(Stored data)
— begin —
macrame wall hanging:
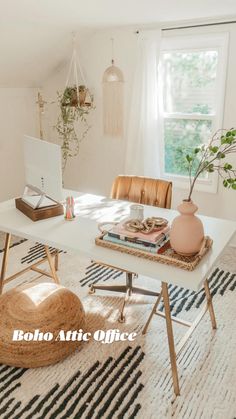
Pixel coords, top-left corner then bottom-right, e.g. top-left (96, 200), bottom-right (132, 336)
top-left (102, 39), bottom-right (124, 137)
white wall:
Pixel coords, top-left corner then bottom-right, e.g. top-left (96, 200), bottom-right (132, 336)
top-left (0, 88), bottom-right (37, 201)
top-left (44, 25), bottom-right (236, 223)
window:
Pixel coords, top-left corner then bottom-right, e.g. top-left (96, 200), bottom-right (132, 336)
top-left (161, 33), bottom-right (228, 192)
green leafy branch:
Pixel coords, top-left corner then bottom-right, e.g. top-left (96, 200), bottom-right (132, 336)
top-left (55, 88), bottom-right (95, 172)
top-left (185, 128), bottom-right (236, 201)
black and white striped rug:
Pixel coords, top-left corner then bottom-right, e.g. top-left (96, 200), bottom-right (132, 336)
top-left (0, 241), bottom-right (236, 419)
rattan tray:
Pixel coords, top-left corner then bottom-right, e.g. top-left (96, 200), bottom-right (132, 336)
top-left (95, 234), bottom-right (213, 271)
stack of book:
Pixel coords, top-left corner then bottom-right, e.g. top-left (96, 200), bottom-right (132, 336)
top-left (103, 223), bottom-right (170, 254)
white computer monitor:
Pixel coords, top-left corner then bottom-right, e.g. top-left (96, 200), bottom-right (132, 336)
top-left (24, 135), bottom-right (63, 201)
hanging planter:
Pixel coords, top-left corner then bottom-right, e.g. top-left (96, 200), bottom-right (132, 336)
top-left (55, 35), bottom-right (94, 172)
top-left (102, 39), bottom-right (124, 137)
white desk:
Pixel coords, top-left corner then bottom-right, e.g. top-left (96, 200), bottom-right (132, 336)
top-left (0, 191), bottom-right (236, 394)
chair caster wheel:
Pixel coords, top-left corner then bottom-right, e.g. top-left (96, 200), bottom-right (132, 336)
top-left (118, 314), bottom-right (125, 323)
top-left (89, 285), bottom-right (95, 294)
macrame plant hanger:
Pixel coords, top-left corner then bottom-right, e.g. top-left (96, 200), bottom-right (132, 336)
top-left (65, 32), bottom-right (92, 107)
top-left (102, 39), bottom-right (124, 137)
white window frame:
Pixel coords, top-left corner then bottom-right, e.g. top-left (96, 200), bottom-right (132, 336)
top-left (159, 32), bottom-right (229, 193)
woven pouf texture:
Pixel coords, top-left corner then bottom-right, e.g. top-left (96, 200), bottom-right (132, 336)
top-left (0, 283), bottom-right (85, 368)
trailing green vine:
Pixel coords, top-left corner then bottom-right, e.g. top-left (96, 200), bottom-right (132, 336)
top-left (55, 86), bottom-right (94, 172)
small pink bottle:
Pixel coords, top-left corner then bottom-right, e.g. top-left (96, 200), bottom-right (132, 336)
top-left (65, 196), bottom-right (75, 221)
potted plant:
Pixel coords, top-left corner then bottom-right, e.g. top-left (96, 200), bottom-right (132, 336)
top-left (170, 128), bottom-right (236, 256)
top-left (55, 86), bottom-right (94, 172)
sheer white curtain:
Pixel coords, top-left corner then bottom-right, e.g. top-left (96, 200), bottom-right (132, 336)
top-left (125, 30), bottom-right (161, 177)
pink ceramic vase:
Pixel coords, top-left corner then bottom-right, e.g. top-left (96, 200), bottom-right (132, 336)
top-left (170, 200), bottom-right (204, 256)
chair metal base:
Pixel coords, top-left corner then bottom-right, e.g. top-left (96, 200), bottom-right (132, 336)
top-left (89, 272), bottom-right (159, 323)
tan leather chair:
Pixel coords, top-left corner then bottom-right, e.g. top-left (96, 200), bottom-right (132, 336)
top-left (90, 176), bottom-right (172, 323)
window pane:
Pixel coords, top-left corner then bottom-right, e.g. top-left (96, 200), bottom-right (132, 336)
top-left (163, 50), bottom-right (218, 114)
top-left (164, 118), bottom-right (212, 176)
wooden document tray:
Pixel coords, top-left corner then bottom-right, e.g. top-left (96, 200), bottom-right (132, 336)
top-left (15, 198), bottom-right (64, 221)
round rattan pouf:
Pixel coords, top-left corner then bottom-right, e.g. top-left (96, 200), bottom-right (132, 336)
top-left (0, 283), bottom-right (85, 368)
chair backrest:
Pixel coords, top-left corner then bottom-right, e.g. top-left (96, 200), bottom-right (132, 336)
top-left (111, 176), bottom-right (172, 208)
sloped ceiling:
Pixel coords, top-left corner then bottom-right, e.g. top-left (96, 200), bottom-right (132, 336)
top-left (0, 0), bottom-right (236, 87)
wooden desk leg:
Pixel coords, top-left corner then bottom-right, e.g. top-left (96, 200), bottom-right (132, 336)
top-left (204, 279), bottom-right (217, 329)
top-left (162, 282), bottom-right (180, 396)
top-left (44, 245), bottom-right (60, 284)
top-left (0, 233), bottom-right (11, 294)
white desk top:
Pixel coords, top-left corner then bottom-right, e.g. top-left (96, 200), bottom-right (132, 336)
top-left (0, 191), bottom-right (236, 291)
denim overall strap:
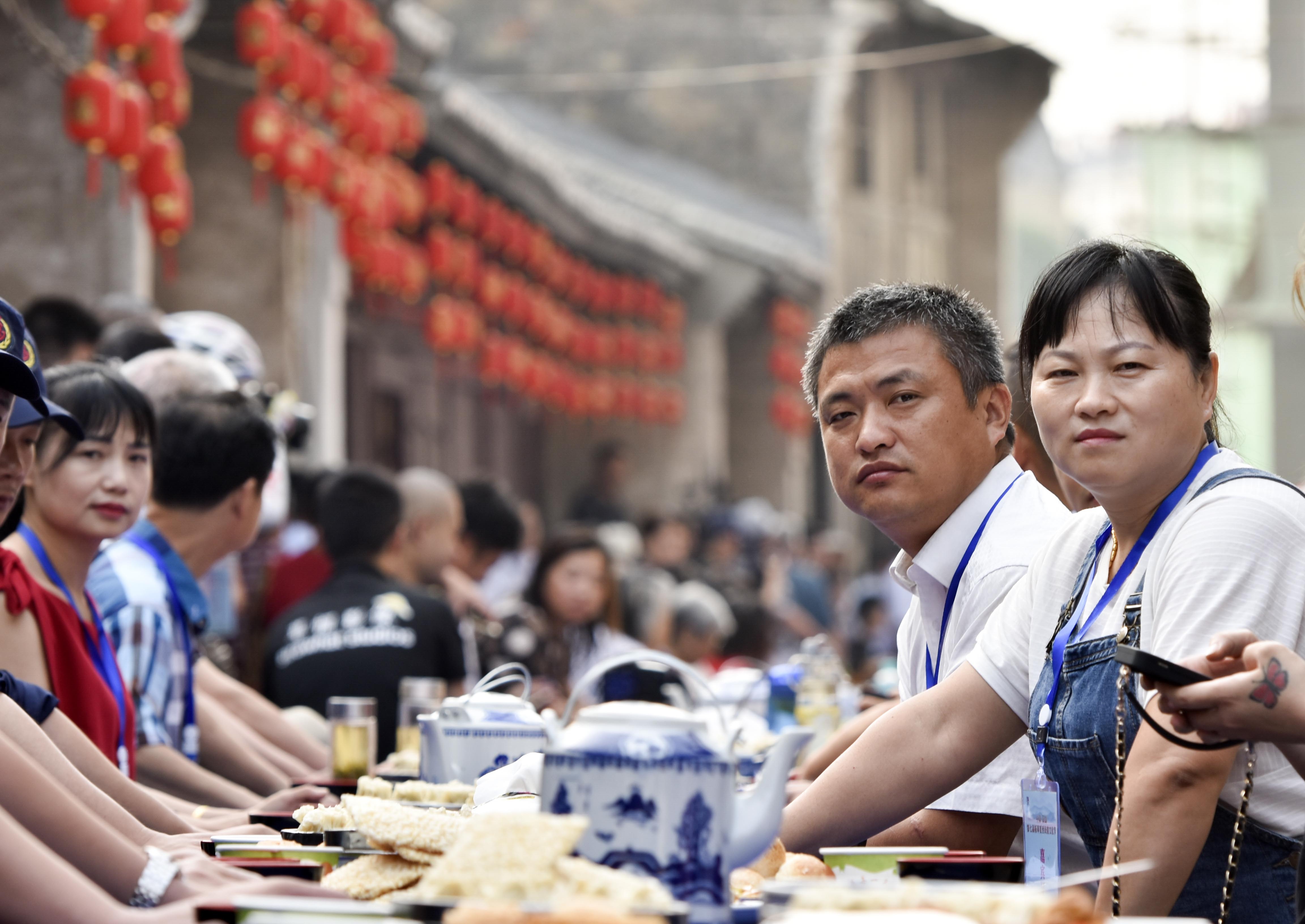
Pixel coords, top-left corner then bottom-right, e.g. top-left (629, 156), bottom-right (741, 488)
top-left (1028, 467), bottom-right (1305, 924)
— end —
— begin —
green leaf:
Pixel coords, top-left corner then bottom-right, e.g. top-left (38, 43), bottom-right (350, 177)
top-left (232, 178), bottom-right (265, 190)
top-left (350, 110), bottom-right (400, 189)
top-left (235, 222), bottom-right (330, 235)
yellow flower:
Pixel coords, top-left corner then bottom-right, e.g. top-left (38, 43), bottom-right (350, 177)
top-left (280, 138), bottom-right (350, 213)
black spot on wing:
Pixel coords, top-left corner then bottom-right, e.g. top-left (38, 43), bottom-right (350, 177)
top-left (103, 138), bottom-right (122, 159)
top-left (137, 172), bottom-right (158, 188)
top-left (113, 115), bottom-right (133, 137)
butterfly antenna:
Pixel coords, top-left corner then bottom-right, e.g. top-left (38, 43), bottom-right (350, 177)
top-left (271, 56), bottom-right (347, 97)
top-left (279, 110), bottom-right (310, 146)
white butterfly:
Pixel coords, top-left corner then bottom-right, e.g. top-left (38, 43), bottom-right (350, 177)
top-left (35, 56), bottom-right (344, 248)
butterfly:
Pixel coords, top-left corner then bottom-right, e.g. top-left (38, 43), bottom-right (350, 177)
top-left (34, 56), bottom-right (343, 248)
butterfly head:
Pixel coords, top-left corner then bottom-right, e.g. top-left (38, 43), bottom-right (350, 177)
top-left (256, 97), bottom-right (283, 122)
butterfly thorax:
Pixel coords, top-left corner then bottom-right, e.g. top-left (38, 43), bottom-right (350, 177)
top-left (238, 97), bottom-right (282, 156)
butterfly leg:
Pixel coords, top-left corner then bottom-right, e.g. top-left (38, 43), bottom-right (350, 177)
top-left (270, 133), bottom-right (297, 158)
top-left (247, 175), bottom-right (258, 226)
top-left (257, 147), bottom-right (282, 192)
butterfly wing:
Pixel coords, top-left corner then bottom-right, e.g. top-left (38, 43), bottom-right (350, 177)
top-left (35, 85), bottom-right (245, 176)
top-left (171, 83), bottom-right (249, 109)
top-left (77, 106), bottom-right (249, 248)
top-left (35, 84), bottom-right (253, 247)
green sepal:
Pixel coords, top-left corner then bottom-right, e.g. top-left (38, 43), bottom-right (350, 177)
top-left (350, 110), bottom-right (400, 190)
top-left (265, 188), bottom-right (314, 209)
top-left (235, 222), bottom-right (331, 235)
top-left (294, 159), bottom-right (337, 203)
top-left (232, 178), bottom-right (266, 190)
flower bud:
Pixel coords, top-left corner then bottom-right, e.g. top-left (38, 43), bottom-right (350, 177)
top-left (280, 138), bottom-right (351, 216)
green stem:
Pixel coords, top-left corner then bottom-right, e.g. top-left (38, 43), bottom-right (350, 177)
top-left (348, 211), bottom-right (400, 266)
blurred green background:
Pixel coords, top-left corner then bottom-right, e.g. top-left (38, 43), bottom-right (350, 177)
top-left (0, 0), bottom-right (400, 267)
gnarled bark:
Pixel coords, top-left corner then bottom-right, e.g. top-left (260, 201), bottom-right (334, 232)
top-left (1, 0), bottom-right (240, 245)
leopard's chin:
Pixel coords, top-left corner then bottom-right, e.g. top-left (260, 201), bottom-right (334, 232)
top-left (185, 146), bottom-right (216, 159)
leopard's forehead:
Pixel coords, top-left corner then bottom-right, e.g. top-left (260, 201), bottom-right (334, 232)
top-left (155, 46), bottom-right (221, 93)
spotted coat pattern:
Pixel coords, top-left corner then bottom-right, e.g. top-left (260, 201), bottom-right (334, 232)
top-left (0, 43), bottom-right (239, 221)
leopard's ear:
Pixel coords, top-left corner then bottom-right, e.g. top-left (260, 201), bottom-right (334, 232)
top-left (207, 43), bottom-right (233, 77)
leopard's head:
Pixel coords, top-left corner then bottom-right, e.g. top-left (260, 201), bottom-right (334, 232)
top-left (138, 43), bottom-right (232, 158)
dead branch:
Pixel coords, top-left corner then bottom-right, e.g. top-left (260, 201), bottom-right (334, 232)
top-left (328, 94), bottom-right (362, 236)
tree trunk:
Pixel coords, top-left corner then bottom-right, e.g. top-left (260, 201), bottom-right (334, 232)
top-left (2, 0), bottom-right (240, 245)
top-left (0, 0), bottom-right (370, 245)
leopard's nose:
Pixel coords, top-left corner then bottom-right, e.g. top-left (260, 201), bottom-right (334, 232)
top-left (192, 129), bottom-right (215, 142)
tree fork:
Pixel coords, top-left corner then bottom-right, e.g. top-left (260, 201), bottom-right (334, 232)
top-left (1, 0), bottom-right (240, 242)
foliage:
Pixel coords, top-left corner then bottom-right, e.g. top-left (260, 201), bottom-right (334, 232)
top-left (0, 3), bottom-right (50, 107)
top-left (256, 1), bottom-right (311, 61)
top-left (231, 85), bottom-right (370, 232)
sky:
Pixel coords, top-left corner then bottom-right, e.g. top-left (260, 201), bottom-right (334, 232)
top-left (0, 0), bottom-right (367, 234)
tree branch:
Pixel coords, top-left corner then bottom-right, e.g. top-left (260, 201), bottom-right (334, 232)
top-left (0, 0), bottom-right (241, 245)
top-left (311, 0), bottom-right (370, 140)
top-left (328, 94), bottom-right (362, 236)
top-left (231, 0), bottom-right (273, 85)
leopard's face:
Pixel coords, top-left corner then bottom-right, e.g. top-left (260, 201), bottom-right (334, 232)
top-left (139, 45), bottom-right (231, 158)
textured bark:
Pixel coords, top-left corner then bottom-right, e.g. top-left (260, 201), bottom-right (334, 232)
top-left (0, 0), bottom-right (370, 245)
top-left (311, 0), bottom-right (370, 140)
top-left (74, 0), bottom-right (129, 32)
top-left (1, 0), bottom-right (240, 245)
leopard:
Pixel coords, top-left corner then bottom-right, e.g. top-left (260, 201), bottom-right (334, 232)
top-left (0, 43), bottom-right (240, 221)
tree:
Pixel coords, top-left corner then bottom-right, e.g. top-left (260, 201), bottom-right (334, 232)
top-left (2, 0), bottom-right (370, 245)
— end —
Gather every line of the listing above that contains the string "tree", and copy each one out. Case counts.

* _Answer to the task_:
tree trunk:
tree fork:
tree branch:
tree:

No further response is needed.